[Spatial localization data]
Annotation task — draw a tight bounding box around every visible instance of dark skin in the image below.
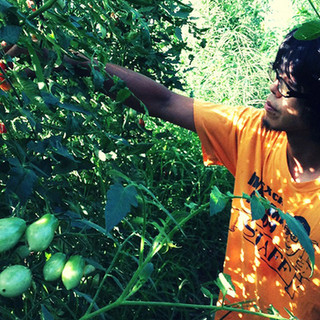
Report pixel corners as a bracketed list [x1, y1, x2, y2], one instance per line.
[265, 76, 320, 182]
[4, 44, 320, 182]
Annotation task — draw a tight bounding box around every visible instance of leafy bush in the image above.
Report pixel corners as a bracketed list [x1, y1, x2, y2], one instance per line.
[0, 0, 233, 319]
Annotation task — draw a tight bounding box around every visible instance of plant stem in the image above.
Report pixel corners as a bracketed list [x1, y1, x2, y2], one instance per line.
[27, 0, 58, 20]
[80, 300, 123, 320]
[138, 190, 147, 265]
[307, 0, 320, 19]
[84, 234, 135, 315]
[168, 203, 209, 239]
[80, 300, 292, 320]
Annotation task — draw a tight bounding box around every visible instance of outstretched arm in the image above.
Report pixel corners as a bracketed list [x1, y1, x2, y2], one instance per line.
[104, 64, 195, 132]
[3, 46, 195, 131]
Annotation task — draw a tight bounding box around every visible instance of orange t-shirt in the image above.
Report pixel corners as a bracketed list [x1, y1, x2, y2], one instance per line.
[194, 100, 320, 320]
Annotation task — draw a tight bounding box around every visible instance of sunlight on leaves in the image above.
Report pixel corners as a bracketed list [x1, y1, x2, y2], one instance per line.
[214, 273, 236, 298]
[209, 186, 229, 216]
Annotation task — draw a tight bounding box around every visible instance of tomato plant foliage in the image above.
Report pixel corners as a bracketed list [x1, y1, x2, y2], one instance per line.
[0, 0, 221, 319]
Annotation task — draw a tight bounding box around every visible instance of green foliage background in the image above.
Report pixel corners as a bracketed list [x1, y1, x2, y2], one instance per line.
[0, 0, 319, 319]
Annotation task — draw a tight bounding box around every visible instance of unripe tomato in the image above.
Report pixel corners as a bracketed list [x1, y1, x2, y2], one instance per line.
[0, 217, 26, 253]
[61, 255, 85, 290]
[43, 252, 66, 281]
[26, 214, 59, 251]
[0, 265, 32, 297]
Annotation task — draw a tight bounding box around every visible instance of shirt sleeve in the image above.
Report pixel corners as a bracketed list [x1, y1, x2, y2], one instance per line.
[193, 100, 263, 176]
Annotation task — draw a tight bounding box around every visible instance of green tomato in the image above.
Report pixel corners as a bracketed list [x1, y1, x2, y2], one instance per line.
[0, 265, 32, 297]
[0, 217, 26, 253]
[139, 262, 154, 280]
[62, 255, 85, 290]
[43, 252, 66, 281]
[26, 214, 59, 251]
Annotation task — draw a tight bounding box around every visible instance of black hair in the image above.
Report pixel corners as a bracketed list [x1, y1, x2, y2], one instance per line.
[273, 28, 320, 142]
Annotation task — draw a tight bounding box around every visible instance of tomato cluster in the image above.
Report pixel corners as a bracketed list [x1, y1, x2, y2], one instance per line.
[0, 215, 89, 297]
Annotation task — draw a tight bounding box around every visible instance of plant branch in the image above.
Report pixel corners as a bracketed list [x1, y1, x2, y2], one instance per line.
[307, 0, 320, 19]
[79, 299, 293, 320]
[27, 0, 59, 20]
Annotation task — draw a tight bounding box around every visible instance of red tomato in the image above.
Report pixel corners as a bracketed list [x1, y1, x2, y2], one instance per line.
[0, 82, 11, 91]
[0, 60, 13, 92]
[0, 123, 7, 134]
[139, 118, 145, 128]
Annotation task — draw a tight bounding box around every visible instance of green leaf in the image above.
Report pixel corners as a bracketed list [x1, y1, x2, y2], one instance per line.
[250, 194, 266, 220]
[0, 25, 21, 44]
[48, 136, 75, 160]
[214, 273, 236, 298]
[41, 91, 60, 106]
[73, 218, 108, 236]
[6, 161, 38, 205]
[201, 286, 214, 299]
[175, 27, 182, 41]
[105, 182, 138, 232]
[116, 88, 132, 103]
[209, 186, 229, 216]
[26, 43, 45, 86]
[294, 20, 320, 40]
[278, 210, 315, 277]
[41, 304, 54, 320]
[59, 103, 90, 115]
[92, 69, 105, 90]
[267, 304, 281, 316]
[127, 143, 154, 155]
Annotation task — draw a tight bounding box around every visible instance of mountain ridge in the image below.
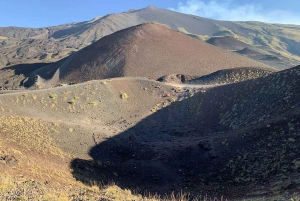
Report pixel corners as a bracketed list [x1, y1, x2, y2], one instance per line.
[1, 6, 300, 69]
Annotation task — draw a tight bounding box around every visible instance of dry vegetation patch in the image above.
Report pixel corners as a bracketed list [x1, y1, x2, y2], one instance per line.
[0, 116, 67, 158]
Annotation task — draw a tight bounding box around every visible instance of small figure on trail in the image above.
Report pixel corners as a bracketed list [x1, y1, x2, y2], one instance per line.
[129, 134, 137, 141]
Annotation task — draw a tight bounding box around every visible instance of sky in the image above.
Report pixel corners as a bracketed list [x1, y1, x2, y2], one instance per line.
[1, 0, 300, 28]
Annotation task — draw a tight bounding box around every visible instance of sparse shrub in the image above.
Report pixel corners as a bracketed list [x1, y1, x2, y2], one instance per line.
[101, 81, 107, 85]
[162, 100, 169, 108]
[62, 91, 71, 95]
[120, 93, 128, 99]
[291, 195, 300, 201]
[49, 93, 58, 99]
[68, 100, 76, 105]
[31, 94, 37, 100]
[89, 101, 98, 106]
[169, 98, 176, 102]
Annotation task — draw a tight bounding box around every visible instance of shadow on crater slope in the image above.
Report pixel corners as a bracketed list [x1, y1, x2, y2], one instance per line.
[0, 63, 50, 88]
[70, 66, 300, 198]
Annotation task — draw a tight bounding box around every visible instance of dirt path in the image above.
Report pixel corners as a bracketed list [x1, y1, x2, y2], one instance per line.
[164, 82, 225, 89]
[0, 77, 224, 97]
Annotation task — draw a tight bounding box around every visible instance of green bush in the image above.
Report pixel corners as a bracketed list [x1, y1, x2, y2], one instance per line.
[49, 93, 58, 99]
[120, 93, 128, 99]
[88, 101, 98, 106]
[68, 100, 76, 105]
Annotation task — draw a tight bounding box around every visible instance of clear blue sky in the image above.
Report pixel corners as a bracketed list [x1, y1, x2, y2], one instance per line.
[1, 0, 300, 28]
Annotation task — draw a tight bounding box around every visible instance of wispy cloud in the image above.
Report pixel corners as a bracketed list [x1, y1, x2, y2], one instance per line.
[169, 0, 300, 25]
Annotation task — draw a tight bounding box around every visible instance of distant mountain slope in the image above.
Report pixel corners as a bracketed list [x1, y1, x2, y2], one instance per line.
[206, 36, 250, 51]
[236, 47, 260, 55]
[0, 6, 300, 69]
[25, 23, 273, 88]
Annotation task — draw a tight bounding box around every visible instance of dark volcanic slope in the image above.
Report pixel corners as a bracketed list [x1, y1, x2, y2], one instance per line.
[32, 23, 272, 87]
[187, 67, 273, 85]
[206, 36, 250, 51]
[236, 47, 260, 55]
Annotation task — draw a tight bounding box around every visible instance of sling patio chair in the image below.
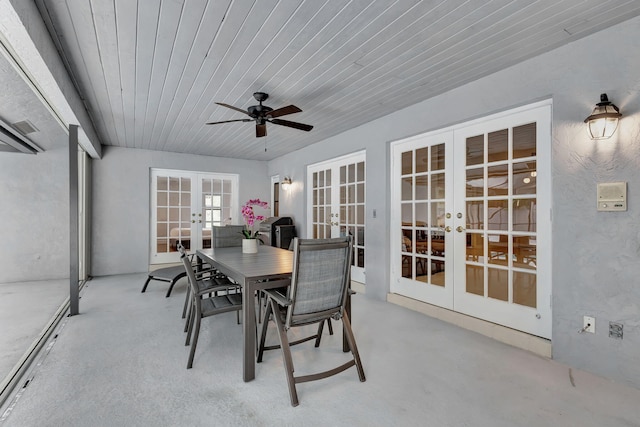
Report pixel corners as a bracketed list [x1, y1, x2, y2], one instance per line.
[257, 236, 366, 406]
[180, 246, 243, 369]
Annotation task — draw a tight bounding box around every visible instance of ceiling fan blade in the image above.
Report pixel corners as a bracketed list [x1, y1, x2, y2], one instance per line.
[215, 102, 250, 116]
[256, 123, 267, 138]
[270, 118, 313, 132]
[206, 118, 252, 125]
[267, 105, 302, 118]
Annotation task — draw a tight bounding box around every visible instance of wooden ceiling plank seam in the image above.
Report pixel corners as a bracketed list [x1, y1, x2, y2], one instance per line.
[269, 0, 427, 100]
[114, 0, 138, 148]
[349, 0, 450, 69]
[385, 0, 625, 96]
[282, 0, 448, 110]
[315, 2, 619, 135]
[62, 0, 119, 146]
[161, 0, 258, 149]
[429, 2, 640, 93]
[148, 0, 210, 148]
[259, 0, 378, 100]
[90, 0, 127, 148]
[288, 0, 437, 100]
[299, 0, 557, 122]
[384, 0, 560, 79]
[140, 0, 185, 150]
[234, 0, 362, 105]
[139, 0, 175, 150]
[189, 0, 312, 152]
[155, 0, 231, 151]
[270, 0, 490, 115]
[133, 0, 161, 148]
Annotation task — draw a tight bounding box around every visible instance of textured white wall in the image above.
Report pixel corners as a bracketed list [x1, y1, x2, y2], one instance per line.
[91, 146, 269, 276]
[269, 17, 640, 388]
[0, 147, 69, 282]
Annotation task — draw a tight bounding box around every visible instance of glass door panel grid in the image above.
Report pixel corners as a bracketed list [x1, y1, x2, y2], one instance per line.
[312, 169, 332, 239]
[156, 175, 191, 253]
[339, 162, 365, 268]
[465, 123, 537, 308]
[400, 145, 446, 286]
[201, 178, 233, 249]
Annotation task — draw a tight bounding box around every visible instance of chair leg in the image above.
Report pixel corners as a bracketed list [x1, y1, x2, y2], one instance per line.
[341, 312, 366, 382]
[270, 300, 299, 407]
[187, 314, 201, 369]
[141, 276, 152, 293]
[257, 299, 273, 363]
[327, 319, 334, 335]
[314, 321, 325, 348]
[185, 306, 195, 345]
[166, 272, 185, 297]
[182, 286, 191, 321]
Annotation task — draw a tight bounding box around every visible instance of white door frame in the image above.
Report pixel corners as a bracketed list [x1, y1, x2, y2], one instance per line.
[390, 100, 552, 338]
[150, 168, 238, 264]
[307, 150, 366, 283]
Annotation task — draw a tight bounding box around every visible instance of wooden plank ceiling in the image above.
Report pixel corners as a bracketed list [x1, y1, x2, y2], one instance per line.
[35, 0, 640, 160]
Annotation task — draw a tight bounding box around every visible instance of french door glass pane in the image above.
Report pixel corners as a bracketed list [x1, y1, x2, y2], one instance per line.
[398, 148, 445, 286]
[463, 122, 538, 309]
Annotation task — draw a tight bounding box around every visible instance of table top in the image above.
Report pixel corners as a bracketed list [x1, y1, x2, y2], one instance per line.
[197, 245, 293, 283]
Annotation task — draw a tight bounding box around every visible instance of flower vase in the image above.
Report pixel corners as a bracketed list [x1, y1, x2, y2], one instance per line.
[242, 238, 258, 254]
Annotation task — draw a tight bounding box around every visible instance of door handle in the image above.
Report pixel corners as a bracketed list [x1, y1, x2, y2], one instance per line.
[456, 226, 465, 233]
[444, 226, 452, 233]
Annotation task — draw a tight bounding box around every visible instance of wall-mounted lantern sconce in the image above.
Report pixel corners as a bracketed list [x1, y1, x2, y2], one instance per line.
[281, 176, 292, 190]
[584, 93, 621, 140]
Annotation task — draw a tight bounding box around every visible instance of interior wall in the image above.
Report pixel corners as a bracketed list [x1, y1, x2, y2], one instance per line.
[0, 147, 69, 282]
[269, 16, 640, 389]
[91, 146, 269, 276]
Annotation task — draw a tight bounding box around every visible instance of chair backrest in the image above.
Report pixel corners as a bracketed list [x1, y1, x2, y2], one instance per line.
[178, 245, 199, 295]
[212, 225, 245, 248]
[286, 236, 353, 328]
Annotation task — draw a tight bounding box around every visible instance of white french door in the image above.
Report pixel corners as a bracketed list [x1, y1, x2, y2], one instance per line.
[307, 151, 366, 283]
[150, 169, 238, 264]
[391, 101, 551, 338]
[391, 131, 455, 309]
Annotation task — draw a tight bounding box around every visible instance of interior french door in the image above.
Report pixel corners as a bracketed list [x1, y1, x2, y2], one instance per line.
[151, 169, 238, 264]
[307, 151, 366, 283]
[391, 101, 551, 338]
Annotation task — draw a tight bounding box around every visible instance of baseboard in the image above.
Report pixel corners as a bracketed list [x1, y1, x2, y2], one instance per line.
[387, 293, 552, 358]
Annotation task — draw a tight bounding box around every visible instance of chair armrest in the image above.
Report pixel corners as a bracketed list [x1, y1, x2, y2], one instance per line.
[263, 289, 291, 307]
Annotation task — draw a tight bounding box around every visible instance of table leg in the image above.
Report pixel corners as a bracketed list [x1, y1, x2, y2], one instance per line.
[343, 291, 351, 352]
[242, 280, 256, 382]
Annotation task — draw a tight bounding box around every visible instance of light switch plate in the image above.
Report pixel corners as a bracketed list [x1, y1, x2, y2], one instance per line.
[597, 182, 627, 211]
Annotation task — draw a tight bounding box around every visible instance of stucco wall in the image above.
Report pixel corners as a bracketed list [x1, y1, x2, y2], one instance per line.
[268, 17, 640, 389]
[91, 146, 269, 276]
[0, 147, 69, 282]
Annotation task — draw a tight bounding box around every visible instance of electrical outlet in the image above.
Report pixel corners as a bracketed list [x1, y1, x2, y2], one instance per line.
[609, 322, 623, 339]
[583, 316, 595, 333]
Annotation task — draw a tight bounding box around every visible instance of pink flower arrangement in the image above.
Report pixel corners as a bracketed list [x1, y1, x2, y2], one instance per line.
[241, 198, 269, 239]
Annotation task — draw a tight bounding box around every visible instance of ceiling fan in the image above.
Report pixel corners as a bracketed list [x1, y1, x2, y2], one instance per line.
[207, 92, 313, 138]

Task goal: Output only the lines from the start of the data through the line that holds "leaves in the image above.". Keep them exact and leave the pictures out.

Task response:
Annotation task — draw a tight bounding box around every visible instance of dark skin in the image below.
Report pixel corners as a bracketed list [x1, y1, x2, y2], one instance per line.
[265, 76, 320, 182]
[4, 44, 320, 182]
Annotation task — draw a tight bounding box around every visible instance of leafy bush in the image above.
Report pixel corners as a bracketed list [x1, y1, x2, y2], one instance per line.
[0, 0, 233, 319]
Annotation task — draw a tight bounding box around every visible instance of plant stem in the image above.
Report pixel corners as a bracketed list [x1, y1, x2, y2], one instance per line.
[27, 0, 58, 20]
[80, 300, 123, 320]
[138, 190, 147, 265]
[307, 0, 320, 19]
[84, 234, 135, 315]
[168, 203, 209, 239]
[80, 300, 292, 320]
Annotation task — draw a tight bounding box around every visible instance of outstretched arm in the image above.
Report pixel corners as a bracketed list [x1, y1, x2, y2], one instance per line.
[104, 64, 195, 132]
[3, 46, 195, 131]
Annotation task — draw a tight bounding box around every visible instance of orange t-shirt in the image above.
Report pixel corners as a bracketed list [x1, y1, x2, y2], one instance per line.
[194, 100, 320, 320]
Annotation task — draw a tight bounding box around every visible instance of sunlight on leaves in the image above.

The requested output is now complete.